### Problem
Rewrite all the data below as a numbered list with one line per item, leaving out any blank lines and the pictures.

### Exercise inputs
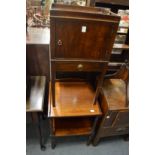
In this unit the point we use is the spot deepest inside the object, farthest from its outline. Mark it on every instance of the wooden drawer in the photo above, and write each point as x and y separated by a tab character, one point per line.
79	66
105	132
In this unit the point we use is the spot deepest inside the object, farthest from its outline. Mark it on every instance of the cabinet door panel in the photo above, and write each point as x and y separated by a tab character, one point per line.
86	40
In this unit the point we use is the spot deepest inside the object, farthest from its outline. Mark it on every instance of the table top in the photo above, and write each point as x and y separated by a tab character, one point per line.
38	36
115	2
35	90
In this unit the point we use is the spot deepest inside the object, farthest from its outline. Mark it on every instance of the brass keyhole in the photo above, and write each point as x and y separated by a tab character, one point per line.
59	42
80	66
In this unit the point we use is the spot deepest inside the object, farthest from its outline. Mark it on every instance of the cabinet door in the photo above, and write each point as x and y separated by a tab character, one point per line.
122	119
82	39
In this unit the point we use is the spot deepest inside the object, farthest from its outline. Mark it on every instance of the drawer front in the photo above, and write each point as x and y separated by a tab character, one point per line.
78	66
104	132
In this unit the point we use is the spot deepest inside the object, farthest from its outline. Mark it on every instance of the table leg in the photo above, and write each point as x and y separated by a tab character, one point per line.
93	131
42	146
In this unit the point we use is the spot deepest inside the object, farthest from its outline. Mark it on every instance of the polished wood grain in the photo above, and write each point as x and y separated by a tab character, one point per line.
121	46
72	126
114	104
35	93
79	66
114	2
38	36
115	93
94	44
72	99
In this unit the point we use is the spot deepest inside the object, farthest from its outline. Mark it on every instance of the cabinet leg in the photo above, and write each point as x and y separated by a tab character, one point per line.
42	146
53	143
96	141
93	131
126	137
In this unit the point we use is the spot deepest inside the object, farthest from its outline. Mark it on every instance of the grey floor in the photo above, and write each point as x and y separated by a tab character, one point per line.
73	145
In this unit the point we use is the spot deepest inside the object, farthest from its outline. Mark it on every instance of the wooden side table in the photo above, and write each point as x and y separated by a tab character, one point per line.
35	90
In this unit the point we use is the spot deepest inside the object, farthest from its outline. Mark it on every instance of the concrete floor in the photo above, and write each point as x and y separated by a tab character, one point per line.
73	145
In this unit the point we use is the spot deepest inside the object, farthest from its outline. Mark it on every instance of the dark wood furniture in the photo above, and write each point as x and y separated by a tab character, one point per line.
114	99
121	55
35	90
81	41
37	52
115	5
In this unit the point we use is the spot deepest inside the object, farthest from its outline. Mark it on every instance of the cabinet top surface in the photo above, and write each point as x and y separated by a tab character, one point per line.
35	89
73	99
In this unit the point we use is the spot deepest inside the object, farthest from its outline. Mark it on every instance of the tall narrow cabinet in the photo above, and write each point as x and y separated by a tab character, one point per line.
81	41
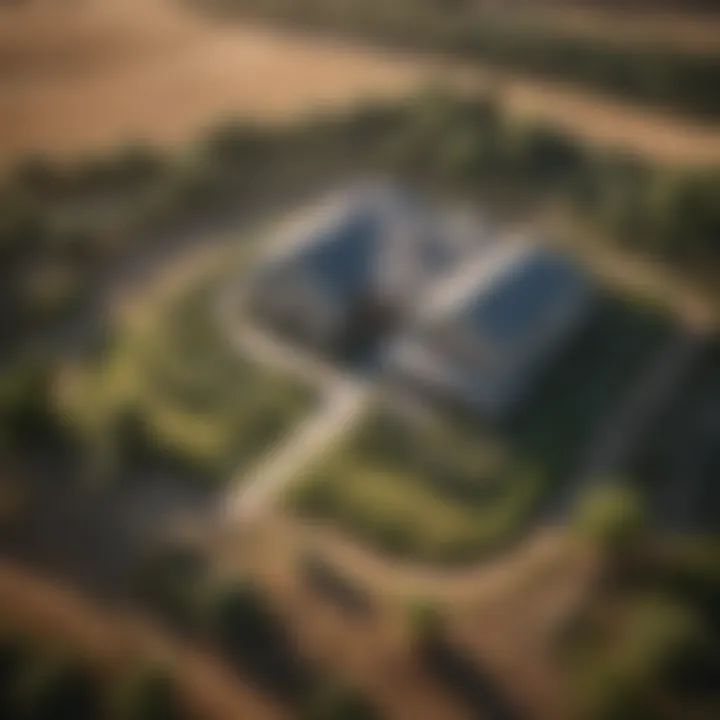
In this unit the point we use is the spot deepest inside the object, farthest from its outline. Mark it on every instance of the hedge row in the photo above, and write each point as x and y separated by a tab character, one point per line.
651	73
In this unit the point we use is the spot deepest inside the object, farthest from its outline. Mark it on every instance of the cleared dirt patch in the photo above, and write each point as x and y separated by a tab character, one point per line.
55	614
76	77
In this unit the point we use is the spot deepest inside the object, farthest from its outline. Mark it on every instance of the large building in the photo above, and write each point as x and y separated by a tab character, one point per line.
486	333
357	269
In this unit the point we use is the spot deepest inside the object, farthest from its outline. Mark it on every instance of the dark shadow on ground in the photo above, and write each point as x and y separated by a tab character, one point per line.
469	682
325	580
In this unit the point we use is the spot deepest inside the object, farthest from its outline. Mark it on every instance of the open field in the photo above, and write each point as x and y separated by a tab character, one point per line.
452	494
685	30
113	642
171	382
79	78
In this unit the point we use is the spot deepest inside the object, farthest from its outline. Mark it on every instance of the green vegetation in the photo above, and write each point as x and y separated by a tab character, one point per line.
39	682
651	73
66	230
450	494
171	385
611	516
680	456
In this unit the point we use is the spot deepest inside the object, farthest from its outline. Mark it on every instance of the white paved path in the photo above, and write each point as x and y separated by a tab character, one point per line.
343	399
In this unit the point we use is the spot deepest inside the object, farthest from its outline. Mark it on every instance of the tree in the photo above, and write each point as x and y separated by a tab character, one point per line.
612	516
57	687
425	623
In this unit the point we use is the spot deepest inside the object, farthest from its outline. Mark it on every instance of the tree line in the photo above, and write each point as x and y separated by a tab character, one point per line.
652	72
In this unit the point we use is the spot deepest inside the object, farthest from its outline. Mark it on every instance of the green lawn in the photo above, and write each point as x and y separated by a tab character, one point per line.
185	394
450	494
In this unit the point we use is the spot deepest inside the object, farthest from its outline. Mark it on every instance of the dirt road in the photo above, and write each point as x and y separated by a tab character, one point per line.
77	77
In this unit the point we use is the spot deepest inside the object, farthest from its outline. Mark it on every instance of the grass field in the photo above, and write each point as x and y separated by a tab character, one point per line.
451	495
171	382
120	71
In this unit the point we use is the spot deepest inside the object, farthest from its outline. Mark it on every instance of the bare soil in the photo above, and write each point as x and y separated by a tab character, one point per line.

### Exercise solution
1. In this unit the point we use is the spot deepest inside the object, farthest from its outline. Mark it on every instance of the wooden drawer in the photo above, and write each point as x and y separated by a tab character, one point per line.
2. 79	66
3. 105	132
4. In this unit the point we use is the spot deepest inside the object, farthest from its outline. Mark it on every instance of the cabinet door panel in the photo above, and write each point as x and y separated by a tab character, one point per line.
5. 86	40
6. In this unit the point we use is the spot deepest inside the object, farthest from its outline. Mark it on every instance of the table top in the photo above, and write each point as x and y separated by a tab character, one point per line.
7. 38	36
8. 115	2
9. 35	90
10. In this unit the point we use is the spot deepest inside the object, farthest from its outline. Mark it on every instance of the brass keyhole in the photo above, and write each point as x and y separated by a tab character, one point per line.
11. 59	42
12. 80	66
13. In this unit the point we use is the spot deepest inside the object, farthest from its outline. Mark it on every instance of the cabinet door in the photo above, and write each point as x and y separated by a tab character, one point per line.
14. 122	119
15. 82	39
16. In this unit the point we use is the spot deepest inside the object, farthest from its outline. Mark it on every instance of the drawer front in the photo above, and write each point as x and y separated by a tab character, one point per line.
17. 78	66
18. 104	132
19. In this unit the point we use is the spot deepest inside the object, farthest from its outline. Mark it on every instance of the table leg in the photo above, and write each point as x and y separated by a tab character, one point per line.
20. 93	131
21. 42	146
22. In this unit the point we use is the spot deepest inside the object, farthest from its outline. Mark it on every instance of the polished wood grain in the photo above, and write each point as x and y separated by a tab character, one point per line.
23. 121	46
24. 72	126
25. 114	104
26. 35	93
27. 79	66
28. 114	2
29. 38	36
30. 115	93
31. 94	44
32. 72	99
33. In this unit the point we use is the spot deepest inside the object, farthest from its outline. Mark it on every instance of the cabinet leg in the photo above, and write each point as x and y separated by a tab character, one point per line.
34. 42	146
35. 53	143
36. 96	141
37. 93	131
38. 126	137
39. In this unit the point we use is the spot deepest inside the object, farthest from its outline. Mark it on every instance of the grey floor in the photo above, and write each point as x and y separated by a tab character, one point per line.
40. 73	145
41. In this unit the point we use is the spot deepest inside the object, farthest from its outline. Mark it on every instance of the wooden side table in the photo above, and write each point as x and y separated by a tab character, one point per line.
42. 35	90
43. In this unit the point we use is the spot deepest inside the object, farthest from its outline. Mark it on every instance of the concrete floor in the photo above, and write each point as x and y separated by a tab character, one point per line.
44. 73	145
45. In this unit the point we use is the spot deepest inside the object, farthest from its outline. Mark it on every instance of the dark wood furniture in the photo above, and write each point as x and y separated by a tab character, one point per line.
46. 114	99
47. 121	55
48. 35	90
49. 81	41
50. 37	52
51. 115	5
52. In this unit the point we use is the spot deepest inside the object, farthest from its outline. Mark it on every instance of the cabinet top surface in the photo above, and write each point as x and y separated by a tab character, one point per line.
53. 35	89
54. 73	99
55. In this unit the point we use is the spot deepest inside the object, farthest from its outline. Mark it on every instance of the tall narrow cabinet in the photo above, and write each point as x and y separated by a tab character, one point per line.
56. 81	41
57. In this unit the point we use is the spot deepest inside the object, farthest from its outline. Mark it on every instance of the hedge row in the photo above, and write each point as x and y separated by a tab character, one point per line.
58. 651	73
59. In this unit the point we use is the spot deepest inside the object, farthest from its outline. Mark it on every instance of the cleared dirt patch in the photo above, and write each point as x and y separated by a tab character, one point per line.
60. 55	614
61. 76	77
62. In this unit the point we use is the spot deepest inside the object, farthest from its outline. Mark it on every instance of the large building in the photo above, and write each point as x and y separated by a tab character, one point per line.
63. 486	333
64. 357	269
65. In this unit the point we use is the spot deepest inside the object, farthest from its outline. Mark it on every instance of the dark shadow on ground in the photo above, and write each point as x and y separated by a tab character, one point per line.
66. 469	682
67. 325	580
68. In this unit the point we use is the spot deepest inside the object, farthest from its outline. Mark it on every instance of the open field in the photo above, and write each point as x and y separated by a tab character, one point per line.
69. 452	494
70. 685	30
71. 113	642
72. 171	382
73. 79	78
74. In this unit the point we use is the spot deepest inside the object, farthest from its outline. Mark it on every instance of the green vegetation in the photo above, and write each point as x and y separated by a tab character, one point per line.
75. 39	682
76. 651	73
77. 66	230
78. 450	494
79. 171	385
80. 611	516
81. 680	456
82. In this unit the point we use is the spot deepest inside the object, farthest from its outline. Mark it on every instance of the white paved path in the photo above, and write each point as x and y separated by a tab character, one point per line.
83. 343	399
84. In this unit the point we use is the spot deepest inside the object, farthest from its outline. Mark it on every instance of the tree in the photo above, and write each point as x and y separated by a tab character, one point per line.
85. 612	516
86. 57	687
87. 425	623
88. In this unit the point we use is the spot deepest inside the object, farthest from its outline. Mark it on every instance of the tree line in the photo above, and write each point as x and y separated by a tab character, one point per line.
89. 652	72
90. In this unit the point we use is the spot deepest inside the object, farthest from its outline. Mark it on every instance of the green lawn in the photo above, and write each point as x and y separated by a tab character, one point per line.
91. 185	394
92. 450	494
93. In this unit the point we use is the spot deepest inside the object, farthest from its outline. Mark it on every instance of the dirt road in the photo above, and write each point as x and y separated by a tab character, one point per line.
94. 77	77
95. In this unit the point we use is the spot deepest inside the object, farthest from its outline. Mark it on every instance of the grass field in the photo above, and write each point as x and y separated by a tab character, one point per line.
96. 451	495
97. 171	382
98. 120	71
99. In this unit the point we use is the spot deepest inside the object, farthest from its outline. Mark it on every instance of the bare soil in the photo above, and write each point as x and y separated by a tab character, one point per line.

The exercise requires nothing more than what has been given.